(The exercise): Locate each line in the records below that contains the word "frame", and copy those lines.

(Dataset records):
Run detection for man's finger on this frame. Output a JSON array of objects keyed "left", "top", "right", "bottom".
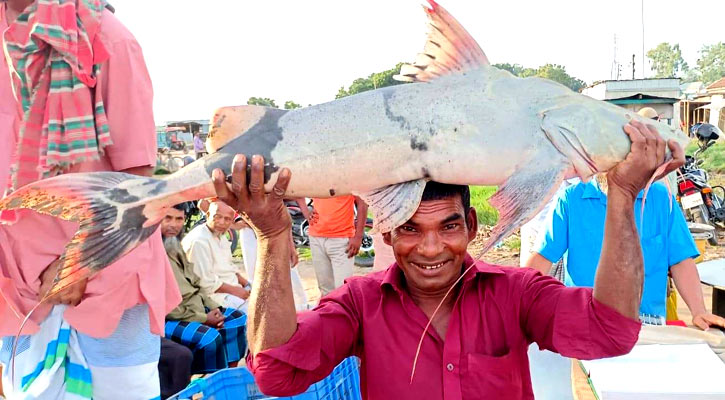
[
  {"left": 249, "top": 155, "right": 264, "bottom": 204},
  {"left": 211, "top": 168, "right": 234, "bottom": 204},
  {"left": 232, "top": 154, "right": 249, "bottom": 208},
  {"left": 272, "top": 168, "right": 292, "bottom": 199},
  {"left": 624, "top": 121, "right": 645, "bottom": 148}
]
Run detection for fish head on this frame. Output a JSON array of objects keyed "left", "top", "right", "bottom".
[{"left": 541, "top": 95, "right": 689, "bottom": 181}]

--

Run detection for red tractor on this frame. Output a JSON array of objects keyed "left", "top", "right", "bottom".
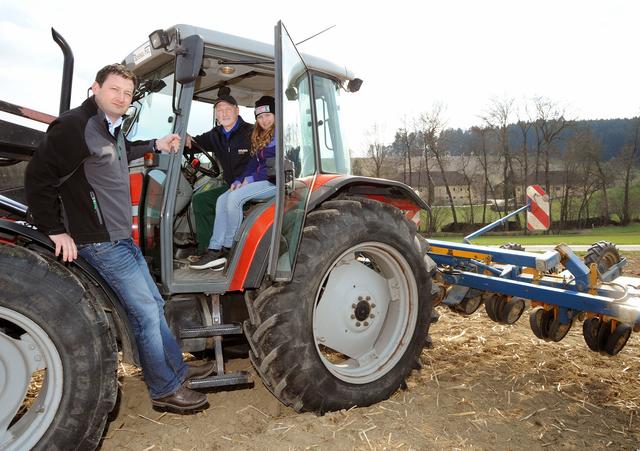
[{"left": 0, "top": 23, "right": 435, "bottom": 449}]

---

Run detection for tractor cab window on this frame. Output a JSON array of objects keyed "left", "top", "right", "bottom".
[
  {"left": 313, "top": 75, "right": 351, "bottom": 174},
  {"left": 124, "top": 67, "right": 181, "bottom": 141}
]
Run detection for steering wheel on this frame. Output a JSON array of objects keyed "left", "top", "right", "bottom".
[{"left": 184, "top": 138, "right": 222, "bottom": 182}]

(Task response):
Run detection for man's finger on this frame. Output a JSON array of objects keyed "left", "top", "right", "bottom".
Run detection for fish head on this frame. Output a JSON array of objects keyed "left", "top", "right", "bottom".
Run detection for red tractor on this frame. Output a JSON array of objects keyed "left", "top", "right", "bottom".
Run detection for tractor cab window on this frame. Output a JSON array of objects keyed "left", "top", "right", "bottom".
Run detection for steering wheel on this frame. Output a JSON array of objects keyed "left", "top", "right", "bottom".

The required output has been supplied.